WRITTEN PROBLEM ▸
Every entry should be repeated exactly. Omit the pictures.
******************************
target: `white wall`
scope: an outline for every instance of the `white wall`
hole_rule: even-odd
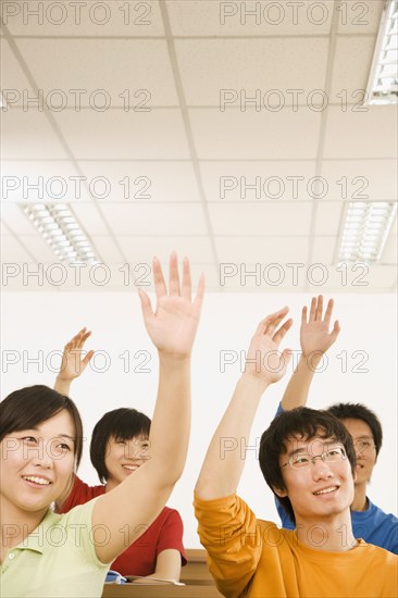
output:
[[[315,376],[309,404],[323,408],[336,401],[361,401],[376,411],[385,440],[369,496],[384,510],[396,513],[396,298],[393,295],[340,295],[335,299],[335,314],[343,332],[329,352],[326,369]],[[298,350],[301,306],[309,300],[310,296],[304,295],[274,294],[209,294],[206,298],[194,354],[190,450],[183,478],[170,500],[183,516],[187,547],[199,546],[191,508],[195,481],[239,375],[239,363],[220,372],[220,352],[245,350],[260,319],[285,304],[290,306],[295,319],[295,328],[286,337],[285,346]],[[52,385],[54,374],[50,369],[59,363],[52,351],[62,349],[66,340],[86,325],[94,331],[87,348],[107,351],[109,356],[107,371],[96,373],[89,369],[71,393],[82,412],[86,437],[90,436],[92,425],[104,411],[116,407],[135,407],[151,415],[157,390],[157,358],[147,340],[135,295],[5,292],[2,319],[2,398],[23,386]],[[142,359],[134,358],[140,350],[151,354],[147,364],[150,372],[133,371]],[[341,371],[343,357],[337,358],[343,351],[348,357],[347,372]],[[361,353],[352,358],[355,351]],[[119,357],[123,353],[129,353],[129,372],[124,372],[124,361]],[[365,354],[368,362],[360,365],[361,356]],[[28,364],[33,357],[39,357],[40,363]],[[11,364],[12,360],[17,362]],[[102,369],[104,357],[99,354],[94,365]],[[368,372],[355,372],[356,366],[368,369]],[[273,418],[286,382],[286,378],[279,382],[264,396],[251,445]],[[98,481],[87,458],[87,448],[88,443],[80,475],[95,484]],[[276,518],[271,490],[262,479],[253,451],[248,452],[239,493],[258,516]]]

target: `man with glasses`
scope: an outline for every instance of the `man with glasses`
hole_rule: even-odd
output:
[[[300,408],[276,418],[261,438],[268,485],[290,512],[295,531],[258,520],[236,495],[264,390],[282,378],[291,326],[287,308],[263,320],[249,347],[232,401],[212,438],[195,495],[199,536],[210,571],[227,597],[396,597],[397,557],[356,539],[351,528],[356,452],[331,413]],[[226,448],[229,447],[229,448]]]
[[[301,357],[282,399],[277,414],[307,404],[310,385],[318,364],[336,340],[338,322],[332,332],[331,319],[333,300],[329,300],[323,314],[323,297],[313,298],[309,314],[302,309],[300,327]],[[353,439],[357,453],[355,496],[351,504],[352,530],[356,538],[398,553],[398,519],[385,513],[372,503],[366,496],[368,484],[382,448],[383,431],[378,418],[360,403],[337,403],[327,409],[346,426]],[[283,527],[294,530],[295,524],[278,499],[276,508]]]

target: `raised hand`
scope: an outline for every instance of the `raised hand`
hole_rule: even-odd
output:
[[[281,325],[288,311],[288,308],[283,308],[262,320],[250,342],[245,372],[266,384],[281,379],[290,360],[289,349],[282,353],[278,351],[282,339],[293,324],[290,319]]]
[[[153,259],[153,282],[157,308],[152,310],[146,292],[139,290],[142,315],[148,334],[163,356],[189,358],[199,324],[203,300],[204,277],[200,276],[195,300],[191,300],[190,267],[187,258],[183,265],[183,285],[178,276],[177,256],[170,258],[169,294],[159,260]]]
[[[95,351],[91,350],[82,358],[84,345],[90,335],[90,331],[82,328],[80,332],[66,342],[63,349],[60,373],[57,376],[57,381],[71,384],[73,379],[77,378],[86,370],[95,353]]]
[[[302,308],[300,345],[304,357],[314,353],[325,353],[338,337],[340,325],[337,320],[334,323],[332,332],[328,332],[333,306],[334,301],[329,299],[325,315],[322,316],[323,297],[320,295],[318,298],[312,298],[309,317],[307,314],[307,307]]]

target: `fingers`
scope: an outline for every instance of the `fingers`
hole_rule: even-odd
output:
[[[276,344],[276,345],[279,345],[281,340],[283,339],[283,337],[285,336],[285,334],[287,333],[287,331],[289,331],[293,326],[293,320],[291,317],[289,320],[287,320],[282,326],[281,328],[278,328],[276,331],[276,333],[274,334],[272,340]]]
[[[301,311],[301,326],[304,324],[307,324],[307,306],[304,306]]]
[[[87,338],[91,336],[91,331],[86,327],[82,328],[64,347],[64,352],[70,352],[75,349],[82,349]]]
[[[204,295],[204,274],[201,273],[199,283],[198,283],[198,289],[196,291],[196,297],[194,301],[195,310],[197,314],[200,313],[200,310],[202,308],[203,295]]]
[[[340,331],[341,331],[340,324],[338,320],[336,320],[335,325],[333,326],[333,331],[331,332],[331,337],[333,339],[333,342],[336,340],[336,338],[340,334]]]
[[[315,313],[316,313],[316,297],[312,297],[311,306],[310,306],[310,322],[313,322],[315,320]]]
[[[327,326],[331,323],[333,307],[334,307],[334,300],[329,299],[328,302],[327,302],[326,311],[325,311],[325,323],[327,324]]]
[[[152,272],[153,272],[154,291],[157,294],[157,299],[159,299],[160,297],[163,297],[163,295],[166,295],[166,286],[165,286],[163,272],[158,258],[153,258],[152,260]]]
[[[88,351],[87,356],[82,360],[83,367],[86,367],[86,365],[89,363],[90,359],[94,357],[95,351],[92,349]]]
[[[147,320],[148,317],[151,317],[153,315],[151,301],[148,295],[144,292],[144,290],[141,290],[140,288],[138,289],[138,295],[139,295],[139,300],[141,302],[144,320]]]
[[[184,258],[183,262],[183,297],[190,301],[192,283],[190,279],[190,265],[188,258]]]
[[[315,320],[322,320],[322,311],[323,311],[323,297],[320,295],[318,297],[318,303],[315,309]]]
[[[282,310],[265,317],[266,324],[265,324],[264,334],[273,336],[276,327],[281,324],[282,320],[285,317],[288,311],[289,311],[289,308],[285,307],[285,308],[282,308]]]
[[[175,251],[170,256],[169,294],[179,295],[178,264]]]

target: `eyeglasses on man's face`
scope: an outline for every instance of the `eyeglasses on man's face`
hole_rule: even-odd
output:
[[[371,440],[362,440],[359,438],[358,440],[353,440],[353,446],[357,452],[365,452],[374,448],[375,444]]]
[[[291,454],[290,459],[282,466],[290,465],[294,470],[301,470],[314,464],[315,459],[322,459],[324,463],[336,463],[346,459],[346,451],[343,447],[328,447],[322,454],[309,454],[308,452],[297,452]]]

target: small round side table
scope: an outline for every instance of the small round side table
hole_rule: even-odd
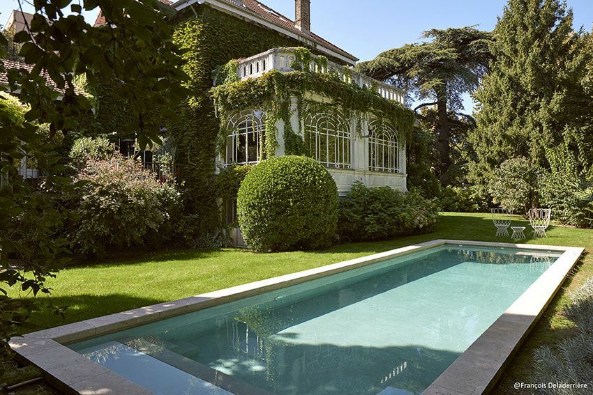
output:
[[[511,235],[511,239],[520,240],[525,238],[525,234],[523,231],[525,230],[525,226],[511,226],[513,229],[513,234]]]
******************************
TASK RESPONSE ▸
target: `white wall`
scope: an outline for every instance of the `white wall`
hole_rule: even-odd
output:
[[[315,376],[309,404],[323,408],[336,401],[361,401],[376,411],[385,440],[369,496],[384,510],[396,513],[396,298],[393,295],[340,295],[335,299],[335,314],[343,332],[329,352],[326,369]],[[298,350],[301,306],[309,300],[310,296],[304,295],[274,294],[209,294],[206,298],[194,354],[190,450],[183,478],[170,500],[183,516],[187,547],[199,546],[191,508],[195,481],[239,375],[239,363],[220,372],[220,352],[245,350],[260,319],[285,304],[290,306],[295,319],[295,328],[286,337],[285,346]],[[52,385],[54,374],[50,369],[59,363],[52,351],[62,349],[66,340],[86,325],[94,331],[87,348],[107,351],[109,356],[107,371],[96,373],[89,369],[71,393],[82,412],[86,437],[90,436],[92,425],[104,411],[116,407],[135,407],[151,415],[157,390],[157,358],[147,340],[135,295],[5,292],[2,319],[2,398],[23,386]],[[142,359],[134,358],[140,350],[151,354],[147,364],[150,372],[133,371]],[[341,371],[343,357],[337,358],[343,351],[348,357],[347,372]],[[361,353],[352,358],[355,351]],[[119,357],[123,353],[129,353],[129,372],[124,372],[124,361]],[[365,354],[368,362],[360,365],[361,356]],[[28,364],[33,357],[39,357],[40,363]],[[11,364],[12,360],[17,362]],[[102,369],[104,357],[99,354],[94,365]],[[368,372],[355,372],[356,366],[368,369]],[[273,418],[286,382],[286,378],[279,382],[264,396],[251,445]],[[98,481],[87,458],[87,448],[88,443],[80,475],[95,484]],[[276,518],[271,490],[262,479],[253,451],[248,452],[239,493],[258,516]]]

target: `man with glasses`
scope: an outline for every instance of the `man with glasses`
hole_rule: even-odd
output:
[[[300,408],[276,418],[261,438],[268,485],[290,512],[295,531],[258,520],[236,495],[264,390],[282,378],[291,326],[287,308],[263,320],[249,347],[232,401],[212,438],[195,495],[199,536],[210,571],[227,597],[396,597],[397,557],[356,539],[351,528],[356,452],[331,413]],[[226,448],[229,447],[229,448]]]
[[[301,357],[282,399],[277,414],[307,404],[310,385],[318,364],[336,340],[338,322],[332,332],[331,319],[333,300],[329,300],[323,314],[323,297],[313,298],[309,314],[302,309],[300,327]],[[353,439],[357,453],[355,496],[351,504],[352,530],[356,538],[398,553],[398,519],[385,513],[372,503],[366,496],[368,484],[382,448],[383,431],[378,418],[360,403],[337,403],[327,409],[346,426]],[[283,527],[294,530],[295,524],[278,499],[276,508]]]

target: `raised hand`
scope: an outline for every instance of the `raised hand`
hole_rule: even-odd
output:
[[[281,325],[288,311],[288,308],[283,308],[262,320],[250,342],[245,372],[266,384],[281,379],[290,360],[289,349],[282,353],[278,351],[282,339],[293,324],[290,319]]]
[[[153,259],[153,282],[157,308],[152,310],[146,292],[139,290],[142,315],[148,334],[163,356],[189,358],[199,324],[203,300],[204,277],[200,276],[195,300],[191,300],[190,267],[187,258],[183,265],[183,285],[178,276],[177,256],[170,258],[169,294],[159,260]]]
[[[95,351],[91,350],[82,358],[84,345],[90,335],[90,331],[82,328],[80,332],[66,342],[63,349],[60,373],[57,376],[57,381],[71,384],[73,379],[77,378],[86,370],[95,353]]]
[[[302,308],[300,345],[304,357],[314,353],[325,353],[338,337],[340,325],[337,320],[334,323],[332,332],[328,332],[333,306],[334,301],[329,299],[325,315],[322,316],[323,297],[320,295],[318,298],[312,298],[309,317],[307,314],[307,307]]]

target: `fingers`
scope: an outline for every instance of the `fingers`
hole_rule: even-odd
output:
[[[276,344],[276,345],[279,345],[281,340],[283,339],[283,337],[285,336],[285,334],[287,333],[287,331],[289,331],[293,326],[293,320],[291,317],[289,320],[287,320],[282,326],[281,328],[278,328],[276,331],[276,333],[274,334],[272,340]]]
[[[301,311],[301,326],[304,324],[307,324],[307,306],[304,306]]]
[[[87,338],[91,336],[91,331],[86,327],[82,328],[64,347],[64,352],[70,352],[75,349],[82,349]]]
[[[204,295],[204,274],[201,273],[199,283],[198,283],[198,289],[196,291],[196,297],[194,301],[195,310],[197,314],[200,313],[200,310],[202,308],[203,295]]]
[[[340,331],[341,331],[340,324],[338,320],[336,320],[335,325],[333,326],[333,331],[331,332],[331,337],[333,339],[333,342],[336,340],[336,338],[340,334]]]
[[[315,313],[316,313],[316,297],[312,297],[311,306],[310,306],[310,322],[313,322],[315,320]]]
[[[327,326],[331,323],[333,307],[334,307],[334,300],[329,299],[328,302],[327,302],[326,311],[325,311],[325,323],[327,324]]]
[[[152,272],[153,272],[154,291],[157,294],[157,299],[159,299],[160,297],[163,297],[163,295],[166,295],[166,286],[165,286],[163,272],[158,258],[153,258],[152,260]]]
[[[88,351],[87,356],[82,360],[83,367],[86,367],[86,365],[89,363],[90,359],[94,357],[95,351],[92,349]]]
[[[147,320],[148,317],[151,317],[153,315],[151,301],[148,295],[144,292],[144,290],[141,290],[140,288],[138,289],[138,295],[139,295],[139,300],[141,302],[144,320]]]
[[[184,258],[183,262],[183,297],[190,301],[192,283],[190,279],[190,265],[188,258]]]
[[[315,320],[322,320],[322,311],[323,311],[323,297],[320,295],[318,297],[318,303],[315,309]]]
[[[282,310],[265,317],[266,324],[265,324],[264,334],[273,336],[276,327],[281,324],[282,320],[285,317],[288,311],[289,311],[289,308],[285,307],[285,308],[282,308]]]
[[[175,251],[170,256],[169,294],[179,295],[178,264]]]

target: `eyeglasses on man's face`
scope: an outline for every instance of the `eyeglasses on man's face`
hole_rule: even-odd
output:
[[[371,440],[362,440],[359,438],[358,440],[353,440],[353,446],[357,452],[365,452],[374,448],[375,444]]]
[[[291,454],[290,459],[282,466],[290,465],[294,470],[301,470],[314,464],[315,459],[322,459],[324,463],[336,463],[346,459],[346,451],[343,447],[328,447],[322,454],[309,454],[308,452],[297,452]]]

target: small round side table
scope: an outline for every instance of the small round side table
hole_rule: even-odd
output:
[[[511,235],[511,239],[520,240],[525,238],[525,234],[523,231],[525,230],[525,226],[511,226],[513,229],[513,234]]]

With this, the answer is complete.